The I think must accompany all my representations, for otherwise something could be represented in me which could not  be thought. What makes representation mine - unity does not belong to the object- is a function of the subject and presupposed in it. So the foundation of the object lies in the subjet. The notion of object structurally presupposes the subject. The 12 modes of unifying the multiple (12 possible syntheses) presuppose an originary unity: consciousness-self consciousness which Kant calls the cogito. Each multiple of intuition (space/time) has a necessary relation to the cogito. The transcendental and necessary unity of apperception is what is the  end product of a process of connection and synthesis of phenomena, which in turns depend on the application of the representation of an object in ituition to experience.

This cogito is necessary for us for if we lacked it we would modify according to each perception.

‘For the manifold representations which are given in an intuition would not all of them be my representations, if they did not all belong to one self-consciousness, that is, as my representations (even although I am not conscious of them as such), they must conform to the condition under which alone they can exist together in a common self-consciousness, because otherwise they would not all without exception belong to me.’  […] for the reason alone that I can comprehend the variety of my representations in one consciousness, do I calll them my representations, for otherwise I must have as many-coloured and various a self as are the representations of which I am conscious.’ (CPR p 94-95)

The I think is an act of spontaneity, and Kant also calls it pure apperception. Apperception in Kant means consciousness, but as an act, an activity, rather than a state. In the Anthropology we will find discussions of the role of apperception in relation to the Gemut (inner sense) that Foucault will dwell on in his dissertation. Kant is keen to differentiate inner sense from pure apperception, and judges psychology on the basis of the failure to apply this distinction between them.

☆ ☆ ☆ ☆ ☆ ☆ ☆

Can you copy the Kant passage word for word from "This cogito is" to "(CPR p 94-95)"? Rely only on the Kant passage above.

Dataset rows showing where objects appear

☆ ☆ ☆ ☆ ☆ ☆ ☆

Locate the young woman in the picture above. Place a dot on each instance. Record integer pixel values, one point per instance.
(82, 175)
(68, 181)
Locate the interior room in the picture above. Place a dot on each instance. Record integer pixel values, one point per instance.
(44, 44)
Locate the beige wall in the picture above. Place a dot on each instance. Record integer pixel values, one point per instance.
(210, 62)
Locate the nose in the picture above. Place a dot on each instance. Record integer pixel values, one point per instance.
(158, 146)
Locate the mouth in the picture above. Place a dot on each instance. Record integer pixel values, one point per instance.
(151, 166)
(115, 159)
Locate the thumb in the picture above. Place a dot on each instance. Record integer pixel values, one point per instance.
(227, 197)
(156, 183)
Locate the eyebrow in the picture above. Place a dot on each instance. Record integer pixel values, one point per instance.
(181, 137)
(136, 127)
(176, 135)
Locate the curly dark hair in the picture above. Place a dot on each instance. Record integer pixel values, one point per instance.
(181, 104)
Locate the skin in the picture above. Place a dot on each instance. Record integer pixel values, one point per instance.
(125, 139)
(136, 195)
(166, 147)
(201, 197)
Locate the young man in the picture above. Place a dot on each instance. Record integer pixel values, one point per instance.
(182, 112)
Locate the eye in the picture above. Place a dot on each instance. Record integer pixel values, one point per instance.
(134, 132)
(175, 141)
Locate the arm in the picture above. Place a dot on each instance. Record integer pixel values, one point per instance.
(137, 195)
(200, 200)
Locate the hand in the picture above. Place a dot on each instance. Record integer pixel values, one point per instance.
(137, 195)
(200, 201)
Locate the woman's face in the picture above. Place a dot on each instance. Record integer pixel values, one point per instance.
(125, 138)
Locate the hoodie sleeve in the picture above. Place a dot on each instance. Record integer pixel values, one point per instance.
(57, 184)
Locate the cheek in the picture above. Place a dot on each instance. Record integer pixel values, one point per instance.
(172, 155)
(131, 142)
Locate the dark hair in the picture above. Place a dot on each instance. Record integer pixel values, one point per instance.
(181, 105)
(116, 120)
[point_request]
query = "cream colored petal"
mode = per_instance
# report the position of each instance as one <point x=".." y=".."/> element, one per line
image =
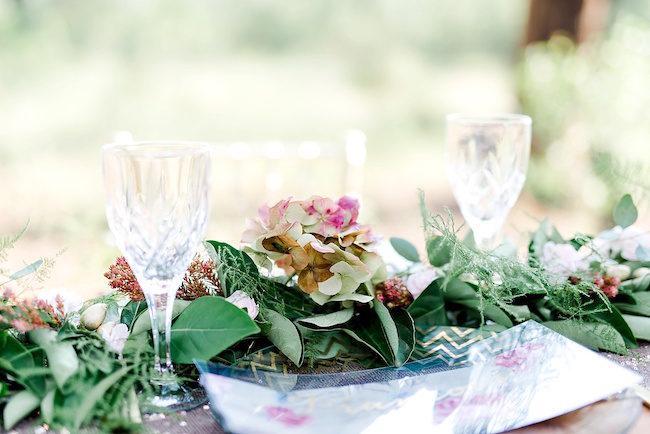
<point x="348" y="285"/>
<point x="305" y="239"/>
<point x="352" y="297"/>
<point x="359" y="273"/>
<point x="319" y="297"/>
<point x="331" y="286"/>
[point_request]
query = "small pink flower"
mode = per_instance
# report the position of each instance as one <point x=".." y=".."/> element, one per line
<point x="351" y="206"/>
<point x="286" y="416"/>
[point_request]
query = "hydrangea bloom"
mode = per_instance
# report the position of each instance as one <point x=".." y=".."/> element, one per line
<point x="321" y="242"/>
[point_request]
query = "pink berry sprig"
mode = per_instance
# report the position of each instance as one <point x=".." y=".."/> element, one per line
<point x="393" y="293"/>
<point x="607" y="284"/>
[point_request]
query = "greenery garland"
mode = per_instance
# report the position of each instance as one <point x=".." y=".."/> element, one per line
<point x="91" y="366"/>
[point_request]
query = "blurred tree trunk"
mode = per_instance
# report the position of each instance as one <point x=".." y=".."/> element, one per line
<point x="579" y="20"/>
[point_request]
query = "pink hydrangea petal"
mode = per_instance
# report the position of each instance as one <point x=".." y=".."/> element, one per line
<point x="321" y="248"/>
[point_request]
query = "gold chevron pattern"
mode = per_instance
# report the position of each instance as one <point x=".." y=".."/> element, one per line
<point x="448" y="344"/>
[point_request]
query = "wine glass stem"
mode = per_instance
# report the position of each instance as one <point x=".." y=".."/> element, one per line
<point x="485" y="242"/>
<point x="160" y="310"/>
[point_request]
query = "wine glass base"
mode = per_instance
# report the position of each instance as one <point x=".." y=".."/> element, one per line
<point x="174" y="398"/>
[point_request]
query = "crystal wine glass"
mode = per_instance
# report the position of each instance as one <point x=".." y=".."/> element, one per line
<point x="157" y="208"/>
<point x="487" y="160"/>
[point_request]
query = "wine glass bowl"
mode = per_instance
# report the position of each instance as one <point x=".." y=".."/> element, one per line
<point x="157" y="209"/>
<point x="487" y="160"/>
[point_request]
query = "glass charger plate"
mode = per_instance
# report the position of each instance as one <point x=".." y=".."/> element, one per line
<point x="616" y="415"/>
<point x="522" y="376"/>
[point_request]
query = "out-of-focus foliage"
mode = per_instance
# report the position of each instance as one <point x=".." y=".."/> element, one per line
<point x="72" y="73"/>
<point x="591" y="106"/>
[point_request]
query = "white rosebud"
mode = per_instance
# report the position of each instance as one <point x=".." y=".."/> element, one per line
<point x="420" y="280"/>
<point x="115" y="335"/>
<point x="107" y="327"/>
<point x="640" y="272"/>
<point x="619" y="270"/>
<point x="94" y="316"/>
<point x="244" y="301"/>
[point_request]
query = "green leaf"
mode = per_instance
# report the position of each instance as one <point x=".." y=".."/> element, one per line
<point x="143" y="321"/>
<point x="406" y="333"/>
<point x="19" y="406"/>
<point x="538" y="239"/>
<point x="438" y="251"/>
<point x="95" y="394"/>
<point x="283" y="334"/>
<point x="61" y="356"/>
<point x="490" y="311"/>
<point x="625" y="213"/>
<point x="640" y="326"/>
<point x="405" y="249"/>
<point x="457" y="290"/>
<point x="388" y="326"/>
<point x="131" y="311"/>
<point x="642" y="253"/>
<point x="598" y="336"/>
<point x="31" y="268"/>
<point x="226" y="256"/>
<point x="208" y="326"/>
<point x="329" y="320"/>
<point x="641" y="307"/>
<point x="614" y="318"/>
<point x="429" y="308"/>
<point x="462" y="293"/>
<point x="47" y="407"/>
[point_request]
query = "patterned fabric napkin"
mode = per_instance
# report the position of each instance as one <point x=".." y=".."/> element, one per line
<point x="521" y="376"/>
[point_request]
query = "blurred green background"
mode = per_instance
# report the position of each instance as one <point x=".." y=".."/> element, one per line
<point x="73" y="73"/>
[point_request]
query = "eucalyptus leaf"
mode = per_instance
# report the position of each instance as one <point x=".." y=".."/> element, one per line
<point x="405" y="249"/>
<point x="47" y="407"/>
<point x="61" y="356"/>
<point x="388" y="325"/>
<point x="26" y="271"/>
<point x="598" y="336"/>
<point x="131" y="311"/>
<point x="614" y="318"/>
<point x="18" y="407"/>
<point x="642" y="253"/>
<point x="625" y="213"/>
<point x="143" y="321"/>
<point x="489" y="310"/>
<point x="283" y="334"/>
<point x="406" y="334"/>
<point x="329" y="320"/>
<point x="428" y="308"/>
<point x="208" y="326"/>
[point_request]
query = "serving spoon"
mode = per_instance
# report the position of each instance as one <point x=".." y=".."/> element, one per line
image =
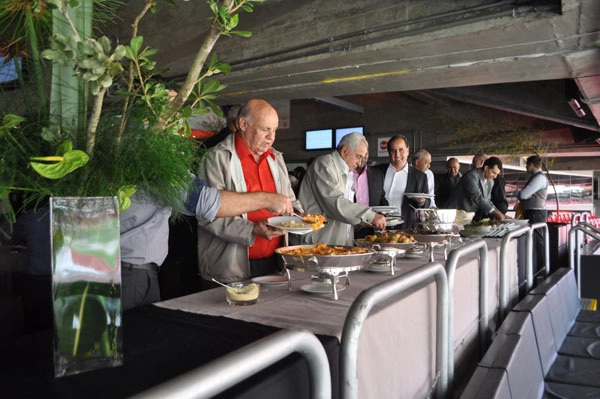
<point x="220" y="283"/>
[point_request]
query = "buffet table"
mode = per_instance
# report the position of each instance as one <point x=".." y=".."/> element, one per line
<point x="164" y="340"/>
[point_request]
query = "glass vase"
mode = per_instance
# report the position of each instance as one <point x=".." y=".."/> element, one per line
<point x="86" y="284"/>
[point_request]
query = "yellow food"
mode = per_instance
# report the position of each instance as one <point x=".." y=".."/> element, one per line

☆ ☆ ☆ ☆ ☆ ☆ ☆

[THE OUTPUT]
This cogito is necessary for us for if we lacked it we would modify according to each perception.

‘For the manifold representations which are given in an intuition would not all of them be my representations, if they did not all belong to one self-consciousness, that is, as my representations (even although I am not conscious of them as such), they must conform to the condition under which alone they can exist together in a common self-consciousness, because otherwise they would not all without exception belong to me.’  […] for the reason alone that I can comprehend the variety of my representations in one consciousness, do I calll them my representations, for otherwise I must have as many-coloured and various a self as are the representations of which I am conscious.’ (CPR p 94-95)